#### [Source document]
○ ○ ○ ○ ○
Ice pellets (Commonwealth English) or sleet (American English) is a form of precipitation consisting of small, hard, translucent balls of ice. Ice pellets are different from graupel ("soft hail"), which is made of frosty white opaque rime; and from a mixture of rain and snow, which is a slushy liquid or semisolid. Ice pellets often bounce when they hit the ground or other solid objects, and make a higher-pitched "tap" when striking objects like jackets, windshields, and dried leaves, compared to the dull splat of liquid raindrops. Pellets generally do not freeze into other solid masses unless mixed with freezing rain. The METAR code for ice pellets is PL (PE before November 1998).

== Terminology ==
Ice pellets are known as sleet in the United States, the official term used by the U.S. National Weather Service. However, the term sleet refers to a mixture of rain and snow in most Commonwealth countries instead, including Canada. Because of this, Environment Canada never uses the term sleet, and uses the terms "ice pellets" or "wet snow" instead of sleet.
○ ○ ○ ○ ○
#### [Dataset content]

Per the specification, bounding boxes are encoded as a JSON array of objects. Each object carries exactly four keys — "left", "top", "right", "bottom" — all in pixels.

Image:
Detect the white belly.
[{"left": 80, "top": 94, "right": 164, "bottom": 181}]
○ ○ ○ ○ ○
#### [Your tasks]
• 1. In the passage on ice pellets, translate this sentence into Spanish: "Pellets generally do not freeze into other solid masses unless mixed with freezing rain."
• 2. Write out the part of the passage on ice pellets from "Ice pellets (Commonwealth" up to and including "before November 1998).", word for word.

#### [Answers per task]
• 1. Por lo general, los gránulos no se congelan formando otras masas sólidas a menos que estén mezclados con lluvia engelante.

• 2.
Ice pellets (Commonwealth English) or sleet (American English) is a form of precipitation consisting of small, hard, translucent balls of ice. Ice pellets are different from graupel ("soft hail"), which is made of frosty white opaque rime; and from a mixture of rain and snow, which is a slushy liquid or semisolid. Ice pellets often bounce when they hit the ground or other solid objects, and make a higher-pitched "tap" when striking objects like jackets, windshields, and dried leaves, compared to the dull splat of liquid raindrops. Pellets generally do not freeze into other solid masses unless mixed with freezing rain. The METAR code for ice pellets is PL (PE before November 1998).